• _What is required_
Transcribe the part of the birthday remembrance that opens with the words containing "On a day like" and closes with "others to see.".

• _Passage for review_

It's your birthday again. Or better said, it should have been your birthday. I wish I could give you just one birthday more, so you could see the children and feel proud and happy.
On a day like this my memories dwell on those days long gone. The smell of soup when we entered the house at the end of the morning. My uncles sitting on the couch debating something special, or with their guitars, humming melodies I still hum when the weather is nice.
One by one the rest of the family would drop in. Some very silent, congratulating you at the door and stealing a moment to give you your present out of sight of the rest. Others with lots of noise and climbing the stairs like they were features of Mount Everest and never conquered before. They always had the need to be present and your gift would be given for all others to see.
You had a large box with blocks for the small ones. A building system I still keep at the attick for the next generation. I can't remember any problems between the kids. But maybe I missed them, as I loved to help you in the kitchen and have fun with you, tasting the whipped cream on the cake and flatten it again with a hot spoon.
Later it was my turn to help with the soup, slicing an enormous pile of vegetables. You taught me how to use a large knife and people who see me slice food still ask me if I'm a cook. I'm still glad you taught me, because I need less time to prepare meals. We always made soup the day before and often you asked me to stay and we had dinner, and watched TV or sang songs along with the gramophone. You took the effort to read the same books as I did, so we could talk about them. How I cherish these wonderful memories. Oh, and then in the morning you liked to keep the curtains closed and light candles. So often we've had candlelit breakfasts with butter on the bread put in the sugarbowl. I still long for the taste and the fun we had whispering and keeping silent so my uncle wouldn't wake up.

• _Data provided_

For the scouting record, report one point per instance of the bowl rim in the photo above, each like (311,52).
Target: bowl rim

• _Solved exercise_
On a day like this my memories dwell on those days long gone. The smell of soup when we entered the house at the end of the morning. My uncles sitting on the couch debating something special, or with their guitars, humming melodies I still hum when the weather is nice.
One by one the rest of the family would drop in. Some very silent, congratulating you at the door and stealing a moment to give you your present out of sight of the rest. Others with lots of noise and climbing the stairs like they were features of Mount Everest and never conquered before. They always had the need to be present and your gift would be given for all others to see.